## WRITTEN INSTRUCTION
Rescale the material starting at the line that contains "Exercise. Indicate with a point every instance of the gravel" and ending at the line that contains "x=559, y=458", reproducing every line, requests included, but multiplying each coordinate in the answers by 0.5 and rounding to a whole number, with halves rounded up. Leave the sample coordinates inside the requests unchanged and return only these lines.

## DATA FOR PROCESSING
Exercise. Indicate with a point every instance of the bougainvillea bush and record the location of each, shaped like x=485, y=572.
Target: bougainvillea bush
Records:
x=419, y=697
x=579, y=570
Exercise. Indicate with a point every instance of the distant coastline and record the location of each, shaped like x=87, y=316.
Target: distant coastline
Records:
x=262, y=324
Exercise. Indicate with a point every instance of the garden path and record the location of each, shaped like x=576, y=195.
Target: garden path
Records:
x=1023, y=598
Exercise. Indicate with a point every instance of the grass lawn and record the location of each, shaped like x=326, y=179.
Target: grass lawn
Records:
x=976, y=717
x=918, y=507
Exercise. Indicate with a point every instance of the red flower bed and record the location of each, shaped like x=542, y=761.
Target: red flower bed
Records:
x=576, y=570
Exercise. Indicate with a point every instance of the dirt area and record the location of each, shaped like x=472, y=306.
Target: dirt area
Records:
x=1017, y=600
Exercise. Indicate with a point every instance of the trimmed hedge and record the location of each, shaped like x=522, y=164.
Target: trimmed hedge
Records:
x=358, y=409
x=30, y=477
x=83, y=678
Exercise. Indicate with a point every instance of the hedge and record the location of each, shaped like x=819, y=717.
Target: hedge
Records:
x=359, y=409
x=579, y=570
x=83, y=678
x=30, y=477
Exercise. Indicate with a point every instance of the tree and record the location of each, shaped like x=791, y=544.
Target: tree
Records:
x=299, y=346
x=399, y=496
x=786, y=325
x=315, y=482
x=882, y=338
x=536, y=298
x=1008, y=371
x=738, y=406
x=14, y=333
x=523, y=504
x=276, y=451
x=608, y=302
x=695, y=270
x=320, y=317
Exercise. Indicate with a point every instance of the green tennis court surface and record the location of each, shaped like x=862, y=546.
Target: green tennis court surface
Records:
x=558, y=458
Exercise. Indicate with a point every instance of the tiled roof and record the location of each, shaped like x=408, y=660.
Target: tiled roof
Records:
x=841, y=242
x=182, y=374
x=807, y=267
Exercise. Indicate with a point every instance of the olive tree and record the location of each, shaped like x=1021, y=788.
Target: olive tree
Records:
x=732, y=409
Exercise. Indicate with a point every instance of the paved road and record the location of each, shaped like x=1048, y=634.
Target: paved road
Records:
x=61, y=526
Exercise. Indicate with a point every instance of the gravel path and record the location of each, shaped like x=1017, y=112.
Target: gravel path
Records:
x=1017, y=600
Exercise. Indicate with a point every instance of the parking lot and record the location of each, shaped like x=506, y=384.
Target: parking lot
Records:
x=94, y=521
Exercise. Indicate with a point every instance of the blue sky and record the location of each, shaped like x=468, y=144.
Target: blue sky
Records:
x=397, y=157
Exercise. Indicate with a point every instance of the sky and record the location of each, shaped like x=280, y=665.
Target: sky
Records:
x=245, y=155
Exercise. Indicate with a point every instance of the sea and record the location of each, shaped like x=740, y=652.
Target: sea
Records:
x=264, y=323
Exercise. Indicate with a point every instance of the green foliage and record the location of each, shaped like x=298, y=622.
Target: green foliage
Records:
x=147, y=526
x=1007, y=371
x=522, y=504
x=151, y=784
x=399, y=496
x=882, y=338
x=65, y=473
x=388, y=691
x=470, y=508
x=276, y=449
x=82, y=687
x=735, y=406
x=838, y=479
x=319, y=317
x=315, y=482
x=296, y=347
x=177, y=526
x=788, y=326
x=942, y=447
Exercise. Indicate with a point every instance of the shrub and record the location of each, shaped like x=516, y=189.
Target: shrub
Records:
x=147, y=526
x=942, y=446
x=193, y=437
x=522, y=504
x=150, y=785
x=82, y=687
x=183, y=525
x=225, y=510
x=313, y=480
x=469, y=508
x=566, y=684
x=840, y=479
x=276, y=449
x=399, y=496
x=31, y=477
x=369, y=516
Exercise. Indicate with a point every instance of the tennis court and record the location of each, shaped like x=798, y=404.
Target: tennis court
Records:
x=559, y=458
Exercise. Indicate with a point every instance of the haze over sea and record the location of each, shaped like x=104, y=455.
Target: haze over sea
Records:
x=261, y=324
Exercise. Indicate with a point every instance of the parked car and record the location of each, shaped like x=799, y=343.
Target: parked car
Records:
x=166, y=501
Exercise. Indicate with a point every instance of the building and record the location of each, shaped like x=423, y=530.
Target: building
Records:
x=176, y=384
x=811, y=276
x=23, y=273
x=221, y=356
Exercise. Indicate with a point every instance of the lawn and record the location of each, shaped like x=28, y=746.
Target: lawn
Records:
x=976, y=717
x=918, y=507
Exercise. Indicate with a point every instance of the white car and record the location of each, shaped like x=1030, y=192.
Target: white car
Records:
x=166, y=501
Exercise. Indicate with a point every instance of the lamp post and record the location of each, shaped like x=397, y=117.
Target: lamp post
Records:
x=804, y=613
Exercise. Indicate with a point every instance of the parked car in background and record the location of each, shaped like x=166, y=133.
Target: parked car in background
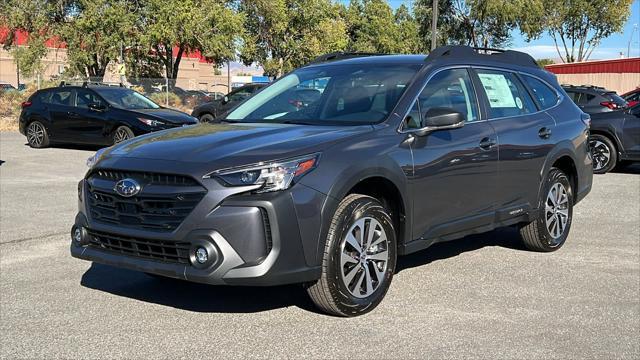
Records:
x=389, y=156
x=632, y=97
x=210, y=111
x=593, y=99
x=101, y=115
x=615, y=138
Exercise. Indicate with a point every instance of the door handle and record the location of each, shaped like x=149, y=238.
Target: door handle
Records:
x=487, y=143
x=544, y=133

## FINAL RESULT
Exercise. Indicate with a point every instance of the gravel path and record the location of each, shaped like x=1017, y=112.
Target: gravel path
Records:
x=509, y=300
Exercise. Indicate with a point every instance of the parking lot and record the location of each, shaped like x=506, y=384.
Target: parking lot
Records:
x=47, y=261
Exercise. Indicate with a point every instance of the blue sky and record the location of each, shaped like x=468, y=144.
Target: blue sky
Records:
x=199, y=79
Exercise. Indicate with a point every instance of the sky and record the location of each, shaped like x=280, y=665.
Target: sky
Records:
x=123, y=78
Exercise. Indicate with a point every instance of the sea and record the location of each, shaped like x=740, y=652.
Target: sea
Records:
x=132, y=162
Exercise. Indicate with a point every instance of the green foliage and record the location of each, shaped like x=298, y=622.
Target: green foliage
Records:
x=74, y=263
x=504, y=186
x=261, y=252
x=76, y=392
x=200, y=248
x=441, y=169
x=33, y=237
x=194, y=346
x=235, y=254
x=138, y=225
x=41, y=344
x=368, y=203
x=419, y=240
x=160, y=159
x=158, y=241
x=148, y=174
x=89, y=263
x=394, y=163
x=471, y=224
Exercise. Indicate with a point every instance of the shrub and record the location of each, shaped like x=516, y=189.
Target: shrub
Records:
x=74, y=263
x=471, y=223
x=97, y=219
x=261, y=252
x=75, y=393
x=41, y=344
x=92, y=263
x=113, y=255
x=157, y=240
x=235, y=254
x=283, y=342
x=420, y=240
x=138, y=225
x=200, y=248
x=16, y=239
x=185, y=258
Exercise. Indicate with a point every instance of the tennis court and record the location of each, shaped like x=798, y=404.
Target: tennis court
Records:
x=280, y=229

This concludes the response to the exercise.